Pastor's Page for December 2013
A wise person once said, “If our greatest need had been information, then God would have sent us a teacher. If our greatest need had been technology, then God would have sent us a scientist. If our greatest need had been money, then God would have sent us an economist. If our greatest need had been pleasure, then God would have sent us an entertainer.
But, our greatest need was forgiveness; so, God sent us a savior.”
The words of the angel Gabriel to Joseph concerning the Christ Child come to mind, “His name will be Jesus, for he will save his people from their sins.” That is the message of Christmas. And, that is a message for all people.
I have a friend who has gotten on a kick of referring to Jesus as Yeshua. He no longer refers to our Lord by his Greek name (Jesus), but his Hebrew name (Yeshua). He is convinced that everybody in Jesus’ day referred to him as Yeshua. He thinks that the name Jesus is the product of Greek imperialism and hatred toward Jewish people. The reality is that Jesus lived in a bilingual world, actually a multilingual one. In Jesus’ Palestine, Hebrew would have been used as a liturgical language in the context of worship. Aramaic would have been the everyday language and most folks would have had some facility in Greek and Latin. Jesus would have been comfortable with both his Greek name as well as his Hebrew one. Indeed one can refer to Jesus as Yeshua or “Joshua,” which is what both the Greek Jesus and the Hebrew Yeshua mean. The point is that Jesus is a savior for all people, for the Jew and the Greek, the Roman and the German, the African and the Persian. Indeed wherever the Gospel has gone into the world, people have transliterated Jesus’ name into their languages, tweaking it for their linguistic comfort. All this expresses the universality of the Gospel: Jesus is the Father’s gift of forgiveness of sins for all humanity. “He will save his people from their sins.”
Forgiveness is our greatest need. We tend to make other things our greatest need: finances, love, communication or professional enrichment. Those things are important in the pantheon of being human; there is, however, a hierarchy of needs, and forgiveness is at the top. And, if anything other than forgiveness becomes our greatest need that God addresses, then that changes the nature of theology, the church, and the nature of worship. More importantly, the need for forgiveness is a need that all humans share despite their varied circumstances, and that need has eternal ramifications, for through forgiveness we are brought into a loving relationship with God.

◆ **SOURCE INFORMATION**:
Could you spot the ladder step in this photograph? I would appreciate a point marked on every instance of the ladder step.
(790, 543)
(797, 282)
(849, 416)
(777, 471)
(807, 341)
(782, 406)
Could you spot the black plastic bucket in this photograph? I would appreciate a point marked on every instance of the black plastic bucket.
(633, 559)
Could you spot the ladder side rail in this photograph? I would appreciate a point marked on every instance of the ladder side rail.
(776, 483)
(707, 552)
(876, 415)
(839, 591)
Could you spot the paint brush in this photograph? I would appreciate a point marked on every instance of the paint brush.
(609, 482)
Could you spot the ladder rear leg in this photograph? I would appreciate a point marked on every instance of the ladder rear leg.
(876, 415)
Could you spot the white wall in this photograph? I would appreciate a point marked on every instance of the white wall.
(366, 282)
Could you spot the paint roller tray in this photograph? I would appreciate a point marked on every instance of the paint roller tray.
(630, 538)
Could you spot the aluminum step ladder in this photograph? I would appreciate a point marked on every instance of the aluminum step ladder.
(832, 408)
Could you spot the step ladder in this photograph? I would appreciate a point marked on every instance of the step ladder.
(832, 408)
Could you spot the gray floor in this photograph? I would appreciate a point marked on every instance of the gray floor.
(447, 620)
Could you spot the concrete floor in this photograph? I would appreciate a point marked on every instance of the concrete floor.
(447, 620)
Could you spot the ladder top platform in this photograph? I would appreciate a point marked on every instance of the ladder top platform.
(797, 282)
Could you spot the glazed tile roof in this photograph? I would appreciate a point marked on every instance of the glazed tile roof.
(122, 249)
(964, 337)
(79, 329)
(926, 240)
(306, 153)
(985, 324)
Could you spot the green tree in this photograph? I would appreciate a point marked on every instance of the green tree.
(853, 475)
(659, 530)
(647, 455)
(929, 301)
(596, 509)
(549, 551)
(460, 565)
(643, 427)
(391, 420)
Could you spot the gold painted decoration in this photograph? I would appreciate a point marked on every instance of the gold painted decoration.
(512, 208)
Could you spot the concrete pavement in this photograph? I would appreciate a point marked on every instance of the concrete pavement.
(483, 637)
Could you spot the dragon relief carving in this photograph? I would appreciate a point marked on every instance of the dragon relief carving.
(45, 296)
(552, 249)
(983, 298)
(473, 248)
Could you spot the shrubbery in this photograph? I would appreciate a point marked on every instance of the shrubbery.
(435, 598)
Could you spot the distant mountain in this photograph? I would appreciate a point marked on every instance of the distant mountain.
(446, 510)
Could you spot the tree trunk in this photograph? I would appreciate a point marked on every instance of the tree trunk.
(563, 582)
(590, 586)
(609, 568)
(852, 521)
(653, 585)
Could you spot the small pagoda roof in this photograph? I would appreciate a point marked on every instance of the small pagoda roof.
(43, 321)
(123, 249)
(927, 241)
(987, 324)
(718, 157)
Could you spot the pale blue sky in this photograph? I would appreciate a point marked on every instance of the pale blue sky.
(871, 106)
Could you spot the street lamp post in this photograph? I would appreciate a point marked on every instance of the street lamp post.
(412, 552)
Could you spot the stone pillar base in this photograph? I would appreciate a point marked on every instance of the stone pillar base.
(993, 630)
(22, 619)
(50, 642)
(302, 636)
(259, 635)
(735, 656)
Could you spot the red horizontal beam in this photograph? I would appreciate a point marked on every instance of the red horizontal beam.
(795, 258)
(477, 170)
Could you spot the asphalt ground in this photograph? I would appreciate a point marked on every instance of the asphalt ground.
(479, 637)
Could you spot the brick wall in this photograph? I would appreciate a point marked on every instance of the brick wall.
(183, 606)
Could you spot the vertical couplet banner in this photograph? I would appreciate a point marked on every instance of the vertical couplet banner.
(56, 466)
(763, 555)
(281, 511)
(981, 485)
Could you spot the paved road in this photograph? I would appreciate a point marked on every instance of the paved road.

◆ **TASK INSTRUCTIONS**: Reproduce everything in the December 2013 pastor's page from "But, our greatest" down to "for all people.". The items play no part in what comes next.

◆ **TASK ANSWER**:
But, our greatest need was forgiveness; so, God sent us a savior.”
The words of the angel Gabriel to Joseph concerning the Christ Child come to mind, “His name will be Jesus, for he will save his people from their sins.” That is the message of Christmas. And, that is a message for all people.